• _EXERCISE DETAILS_
Copy the data exactly as it appears, and do not include any pictures.

**** SUPPLIED DATA ****

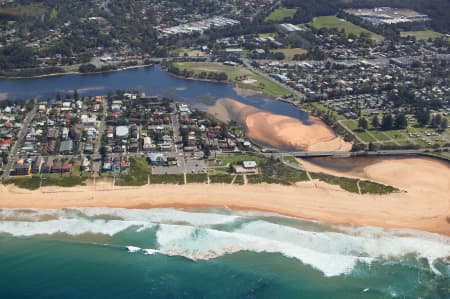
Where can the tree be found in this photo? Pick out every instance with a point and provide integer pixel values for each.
(375, 121)
(363, 123)
(387, 122)
(401, 121)
(423, 117)
(444, 124)
(436, 121)
(373, 147)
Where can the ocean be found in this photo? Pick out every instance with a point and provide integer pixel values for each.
(214, 253)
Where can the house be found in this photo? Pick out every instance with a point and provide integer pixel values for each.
(57, 166)
(67, 167)
(66, 147)
(37, 164)
(157, 159)
(147, 145)
(247, 167)
(22, 168)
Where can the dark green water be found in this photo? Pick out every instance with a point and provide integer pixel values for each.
(211, 254)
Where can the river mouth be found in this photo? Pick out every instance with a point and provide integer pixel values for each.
(268, 122)
(280, 131)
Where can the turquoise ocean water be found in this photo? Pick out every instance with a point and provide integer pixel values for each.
(168, 253)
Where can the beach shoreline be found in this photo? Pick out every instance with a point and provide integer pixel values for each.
(421, 207)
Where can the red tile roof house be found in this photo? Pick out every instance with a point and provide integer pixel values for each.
(67, 167)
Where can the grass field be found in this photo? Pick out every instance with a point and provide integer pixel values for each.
(138, 174)
(237, 75)
(281, 14)
(424, 34)
(290, 53)
(412, 136)
(334, 22)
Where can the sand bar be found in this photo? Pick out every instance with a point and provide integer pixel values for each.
(280, 131)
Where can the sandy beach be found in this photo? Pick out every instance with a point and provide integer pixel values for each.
(280, 131)
(424, 204)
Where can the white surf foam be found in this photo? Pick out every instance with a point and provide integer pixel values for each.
(133, 249)
(150, 216)
(67, 226)
(150, 251)
(163, 216)
(203, 243)
(330, 252)
(190, 234)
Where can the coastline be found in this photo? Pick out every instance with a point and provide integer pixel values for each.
(424, 205)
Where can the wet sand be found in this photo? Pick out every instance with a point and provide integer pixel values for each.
(278, 130)
(424, 206)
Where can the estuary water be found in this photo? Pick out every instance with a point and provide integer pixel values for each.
(219, 253)
(151, 80)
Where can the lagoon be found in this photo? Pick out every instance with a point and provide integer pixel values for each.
(150, 80)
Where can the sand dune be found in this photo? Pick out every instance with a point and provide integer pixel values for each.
(424, 205)
(280, 131)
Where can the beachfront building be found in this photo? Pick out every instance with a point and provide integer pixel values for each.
(247, 167)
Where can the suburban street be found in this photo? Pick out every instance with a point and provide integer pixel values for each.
(20, 138)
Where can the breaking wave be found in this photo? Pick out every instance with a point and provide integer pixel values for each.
(332, 250)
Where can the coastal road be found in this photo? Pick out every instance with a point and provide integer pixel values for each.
(101, 126)
(12, 157)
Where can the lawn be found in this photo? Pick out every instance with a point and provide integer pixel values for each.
(334, 22)
(176, 179)
(424, 34)
(237, 75)
(235, 159)
(281, 14)
(221, 179)
(290, 53)
(138, 174)
(276, 172)
(196, 178)
(379, 135)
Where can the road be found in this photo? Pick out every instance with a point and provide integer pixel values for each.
(101, 127)
(12, 157)
(294, 92)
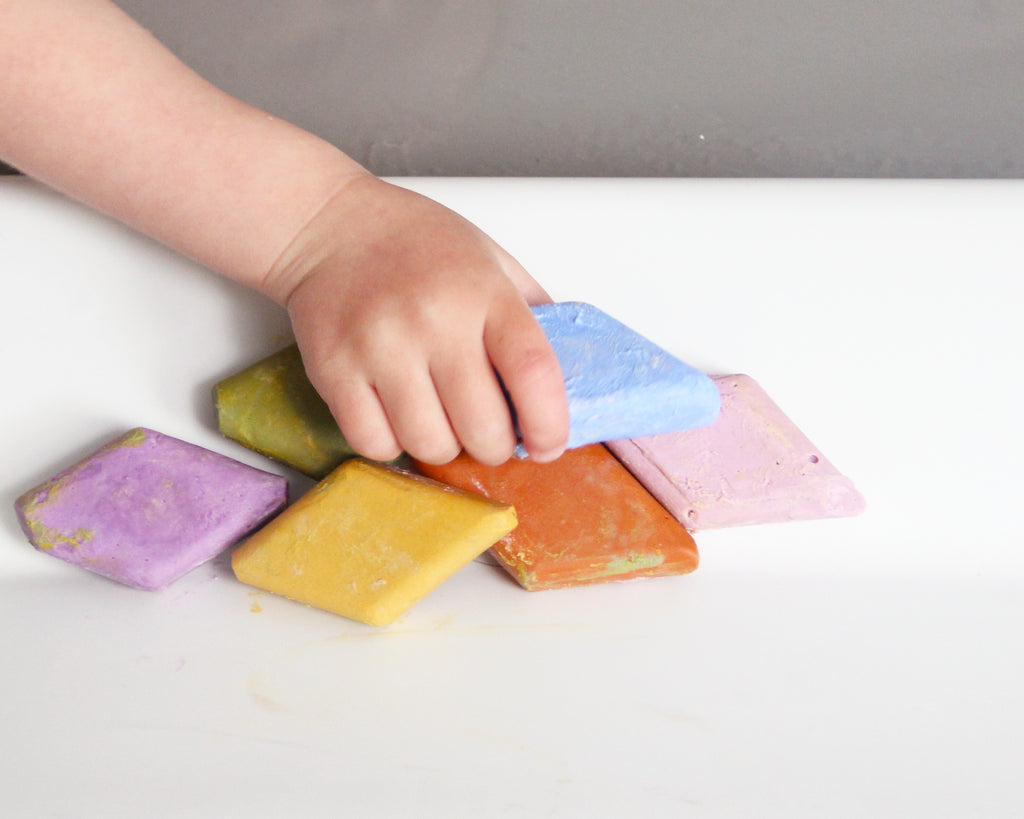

****

• _ANSWER TO THIS EXERCISE_
Where can the tree be found in this photo? Pick out every instance with a point and provide integer pixel values for each.
(375, 121)
(363, 123)
(387, 122)
(401, 121)
(423, 117)
(444, 124)
(436, 121)
(373, 147)
Where can the ocean be found in this photo? Pick out every instance with a point and provide integer pixel values for each.
(214, 253)
Where can the house be found in this photo? Pick out every instance with a point and provide integer pixel values for each.
(57, 166)
(67, 167)
(66, 147)
(37, 164)
(157, 159)
(147, 145)
(247, 167)
(22, 168)
Where can the dark green water be found in this photo? Pick out every instance with a point and provide integer pixel values for each.
(211, 254)
Where can the river mouth be found in this photo? Pick out every instance with a point and provide integer pixel values for each.
(268, 122)
(280, 131)
Where can the turquoise ocean water be found in this photo? Pick out every instance with a point and provide integer pixel values for each.
(168, 253)
Where can the beach shoreline be found in this photo? Pick out every instance with a point and provide integer pixel values for each.
(421, 207)
Where can the red tile roof house be found in this photo? Pick out every instance with a point and provide integer pixel values for each.
(67, 167)
Where can the grass field be found in this photo? Pick out every instance with a point and provide integer pixel values for each.
(138, 174)
(237, 75)
(281, 14)
(424, 34)
(290, 53)
(412, 136)
(334, 22)
Where can the sand bar be found in this photo? Pick out every instance with a point and provide integer pixel values for each.
(280, 131)
Where can the sandy beach be found in this photo? Pick out every instance with a point and provide integer pixel values for each.
(280, 131)
(424, 204)
Where can the white surf foam be found in this photo? Pick out every instance with a point and provide integer pixel values for each.
(133, 249)
(150, 216)
(67, 226)
(150, 251)
(163, 216)
(203, 243)
(330, 252)
(190, 234)
Where can the coastline be found in this photo? Pick out every instance with a point and provide integer pixel values for each.
(424, 205)
Where can the wet sand be found in this photo? Pick out every instance with a point and provide integer pixel values for each.
(278, 130)
(424, 206)
Where can the estuary water be found in this photo? Pick out every instance with a point and provide integer pixel values for each.
(219, 253)
(151, 80)
Where can the lagoon be found in this photo? Pick out every instance with a point and provide integer pixel values for each.
(150, 80)
Where can the sand dune be found in this photo? Pick out every instance with a point and provide integer pixel values for each.
(424, 205)
(280, 131)
Where can the beachfront building be found in this photo? Pick out every instance with a point and provide integer pixel values for each.
(247, 167)
Where can the suburban street be found in this photo? Pick out every instance with a point and provide integer pixel values for each.
(20, 138)
Where can the breaking wave be found in this photo? Pick out every instance with a point and provide integer pixel values for each.
(332, 250)
Where can the coastal road be found in this photo? Pick out every instance with a point and provide integer pixel values for each.
(101, 126)
(12, 157)
Where can the lawn be found in this photo? Pick out every instance with a point and provide integer pixel values for each.
(334, 22)
(176, 179)
(424, 34)
(237, 75)
(235, 159)
(281, 14)
(221, 179)
(290, 53)
(138, 174)
(276, 172)
(196, 178)
(379, 135)
Where can the road be found in this photo? Pick out every instance with a point and provide integer pixel values for each.
(101, 127)
(12, 157)
(294, 92)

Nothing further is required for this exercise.